Source extract:
----------

From Casetext: Smarter Legal Research

Monroe v. Hogsten

United States District Court, D. New Jersey
Mar 27, 2007
Civil No. 06-1888 (RBK) (D.N.J. Mar. 27, 2007)

Opinion

Civil No. 06-1888 (RBK).

March 27, 2007

Joseph Monroe, Pro Se, #04951-084, FCI Allenwood, White Deer, PA.

Jack J. Lipari, Asst. Prosecutor, Atlantic County Prosecutor's Office, Mays Landing, NJ, Attorney for Respondent.


OPINION


This matter is before the Court on petitioner Joseph Monroe's application for habeas corpus relief under 28 U.S.C. § 2254. Respondent filed an Answer on November 8, 2006. For reasons now discussed, the Court finds that this application must be dismissed for lack of jurisdiction, as Petitioner is not "in custody," for purposes of 28 U.S.C. § 2254. Alternatively, the application is untimely.

A pro se pleading is held to less stringent standards than more formal pleadings drafted by lawyers. See Estelle v. Gamble, 429 U.S. 97, 106 (1976); Haines v. Kerner, 404 U.S. 519, 520 (1972). A pro se habeas petition and any supporting submissions must be construed liberally and with a measure of tolerance. See Royce v. Hahn, 151 F.3d 116, 118 (3d Cir. 1998); Lewis v. Attorney General, 878 F.2d 714, 721-22 (3d Cir. 1989); United States v. Brierley, 414 F.2d 552, 555 (3d Cir. 1969), cert. denied, 399 U.S. 912 (1970).

BACKGROUND

In November of 1985, Petitioner entered a guilty plea to one count of possession of heroin with intent to distribute in the New Jersey state court. On February 21, 1986, Petitioner was sentenced in accordance with the plea agreement to a term of probation, with 30 days in county jail, to run concurrently with a New York sentence. At sentencing held in absentia, which Petitioner was aware of and agreed not to appear since he was being held in a New York facility, the court informed Petitioner's counsel that Petitioner had forty-five days to appeal. Petitioner's defense attorney wrote Petitioner a letter, dated February 27, 1986, informing Petitioner of his sentence and "strongly urging" Petitioner to contact him regarding his "obligations." Petitioner did not appeal the conviction or sentence.

----------

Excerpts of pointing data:

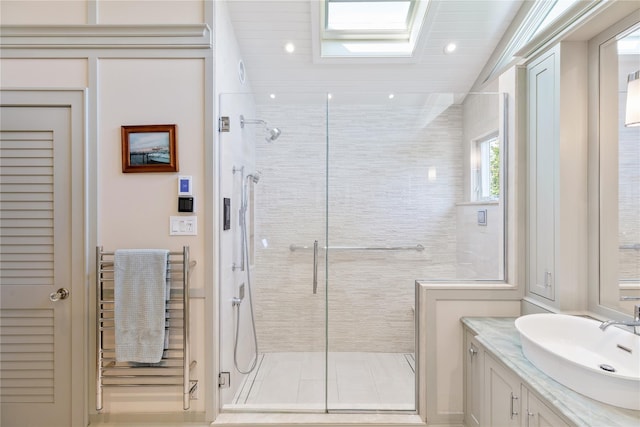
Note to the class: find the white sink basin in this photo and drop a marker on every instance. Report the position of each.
(575, 352)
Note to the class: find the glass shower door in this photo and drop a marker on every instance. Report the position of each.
(375, 238)
(285, 216)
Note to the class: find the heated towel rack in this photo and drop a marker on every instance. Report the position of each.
(175, 365)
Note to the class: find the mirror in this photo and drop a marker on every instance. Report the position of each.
(619, 175)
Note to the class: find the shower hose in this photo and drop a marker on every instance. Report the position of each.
(253, 321)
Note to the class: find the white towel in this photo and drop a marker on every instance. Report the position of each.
(140, 295)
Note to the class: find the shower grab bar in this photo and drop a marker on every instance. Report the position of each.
(634, 246)
(315, 267)
(417, 248)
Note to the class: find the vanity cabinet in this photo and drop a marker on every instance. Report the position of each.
(496, 397)
(557, 175)
(474, 374)
(538, 414)
(502, 395)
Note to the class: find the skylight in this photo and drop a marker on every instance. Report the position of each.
(371, 28)
(368, 15)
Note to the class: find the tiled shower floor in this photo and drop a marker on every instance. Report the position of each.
(356, 381)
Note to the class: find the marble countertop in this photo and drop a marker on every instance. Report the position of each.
(500, 337)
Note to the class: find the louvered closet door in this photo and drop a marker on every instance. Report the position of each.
(35, 216)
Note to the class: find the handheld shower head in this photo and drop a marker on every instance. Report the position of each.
(273, 134)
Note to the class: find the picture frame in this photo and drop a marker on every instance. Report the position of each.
(149, 148)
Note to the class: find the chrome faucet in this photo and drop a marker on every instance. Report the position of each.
(635, 323)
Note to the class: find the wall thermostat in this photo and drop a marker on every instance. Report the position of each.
(185, 186)
(185, 204)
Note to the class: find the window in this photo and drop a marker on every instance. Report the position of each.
(366, 28)
(485, 163)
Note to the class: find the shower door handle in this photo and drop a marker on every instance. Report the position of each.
(315, 267)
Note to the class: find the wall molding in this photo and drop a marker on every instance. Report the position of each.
(191, 36)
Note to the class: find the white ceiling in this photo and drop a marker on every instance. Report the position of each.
(263, 27)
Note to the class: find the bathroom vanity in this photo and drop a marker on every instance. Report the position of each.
(502, 388)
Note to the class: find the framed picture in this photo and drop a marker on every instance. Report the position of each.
(149, 148)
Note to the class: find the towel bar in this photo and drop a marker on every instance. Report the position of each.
(174, 368)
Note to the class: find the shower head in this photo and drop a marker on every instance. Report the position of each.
(272, 133)
(255, 177)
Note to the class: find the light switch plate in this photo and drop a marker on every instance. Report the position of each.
(183, 225)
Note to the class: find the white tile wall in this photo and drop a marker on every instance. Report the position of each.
(379, 194)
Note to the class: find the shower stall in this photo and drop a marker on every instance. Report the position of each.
(359, 196)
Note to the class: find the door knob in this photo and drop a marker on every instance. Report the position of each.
(61, 293)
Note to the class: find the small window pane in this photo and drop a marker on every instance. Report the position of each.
(486, 185)
(373, 15)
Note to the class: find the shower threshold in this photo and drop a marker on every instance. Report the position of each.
(357, 381)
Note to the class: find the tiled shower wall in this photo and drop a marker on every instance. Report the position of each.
(391, 182)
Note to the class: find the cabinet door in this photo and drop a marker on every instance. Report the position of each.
(473, 381)
(502, 395)
(542, 79)
(539, 414)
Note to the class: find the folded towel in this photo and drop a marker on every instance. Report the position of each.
(140, 295)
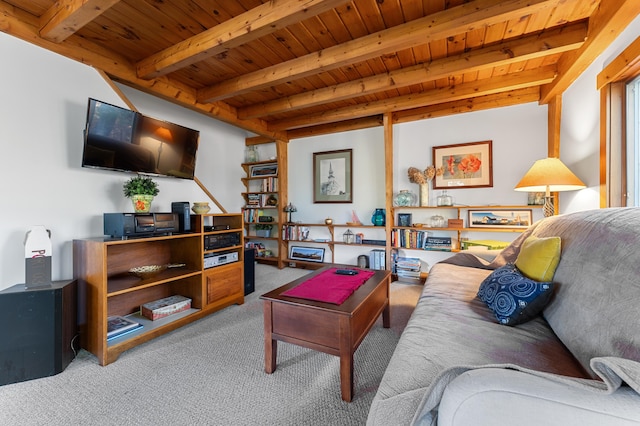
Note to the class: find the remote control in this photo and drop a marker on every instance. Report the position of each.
(346, 272)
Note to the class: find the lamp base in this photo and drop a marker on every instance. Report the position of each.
(548, 208)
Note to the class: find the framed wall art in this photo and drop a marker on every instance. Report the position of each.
(332, 176)
(488, 218)
(265, 170)
(307, 254)
(465, 165)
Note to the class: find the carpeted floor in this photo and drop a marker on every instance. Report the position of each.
(211, 372)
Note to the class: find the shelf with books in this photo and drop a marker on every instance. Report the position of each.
(417, 234)
(119, 276)
(265, 194)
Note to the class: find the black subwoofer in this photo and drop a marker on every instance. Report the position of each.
(38, 331)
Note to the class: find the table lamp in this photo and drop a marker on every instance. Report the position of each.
(549, 175)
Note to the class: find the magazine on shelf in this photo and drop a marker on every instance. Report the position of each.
(118, 325)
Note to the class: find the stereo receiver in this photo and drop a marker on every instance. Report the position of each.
(216, 241)
(218, 259)
(140, 224)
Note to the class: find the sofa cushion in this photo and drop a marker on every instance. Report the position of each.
(539, 257)
(512, 297)
(450, 327)
(594, 310)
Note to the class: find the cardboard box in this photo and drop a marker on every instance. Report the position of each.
(165, 307)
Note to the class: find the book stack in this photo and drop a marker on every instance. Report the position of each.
(438, 243)
(408, 269)
(269, 184)
(295, 233)
(118, 326)
(377, 259)
(408, 238)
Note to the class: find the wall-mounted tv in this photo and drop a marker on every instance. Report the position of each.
(116, 138)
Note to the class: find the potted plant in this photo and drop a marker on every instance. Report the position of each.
(141, 190)
(263, 230)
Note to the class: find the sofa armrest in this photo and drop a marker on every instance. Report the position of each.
(491, 396)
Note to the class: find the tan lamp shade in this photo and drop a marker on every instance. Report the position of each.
(549, 175)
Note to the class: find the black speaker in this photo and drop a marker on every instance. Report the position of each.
(249, 270)
(38, 331)
(184, 214)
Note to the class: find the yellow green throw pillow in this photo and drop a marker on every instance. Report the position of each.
(539, 257)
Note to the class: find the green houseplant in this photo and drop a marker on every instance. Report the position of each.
(141, 190)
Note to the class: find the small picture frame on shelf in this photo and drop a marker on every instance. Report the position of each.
(495, 218)
(307, 254)
(264, 170)
(404, 219)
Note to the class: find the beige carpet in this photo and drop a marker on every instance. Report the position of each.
(211, 372)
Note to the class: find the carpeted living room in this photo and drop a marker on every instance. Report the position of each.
(320, 212)
(212, 373)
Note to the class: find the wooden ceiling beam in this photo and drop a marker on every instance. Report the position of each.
(437, 26)
(607, 22)
(487, 86)
(66, 17)
(624, 66)
(251, 25)
(121, 70)
(498, 100)
(543, 44)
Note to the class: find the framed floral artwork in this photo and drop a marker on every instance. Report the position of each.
(465, 165)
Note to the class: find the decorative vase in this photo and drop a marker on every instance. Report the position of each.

----------

Directives:
A. From the court opinion above, copy the passage that opens with the words containing "Civil No. 06-1888 (RBK)." and closes with "Attorney for Respondent.".
B. For each statement below, say yes or no depending on whether the court opinion supports it, and quote the words of the opinion that decide it: (i) the respondent filed an Answer on November 8, 2006; (ii) the petitioner appealed his conviction; (iii) the sentence included 60 days in county jail.

Results by task:
A.
Civil No. 06-1888 (RBK).

March 27, 2007

Joseph Monroe, Pro Se, #04951-084, FCI Allenwood, White Deer, PA.

Jack J. Lipari, Asst. Prosecutor, Atlantic County Prosecutor's Office, Mays Landing, NJ, Attorney for Respondent.

B.
(i) Yes: "Respondent filed an Answer on November 8, 2006."
(ii) No: "Petitioner did not appeal the conviction or sentence."
(iii) No: "with 30 days in county jail"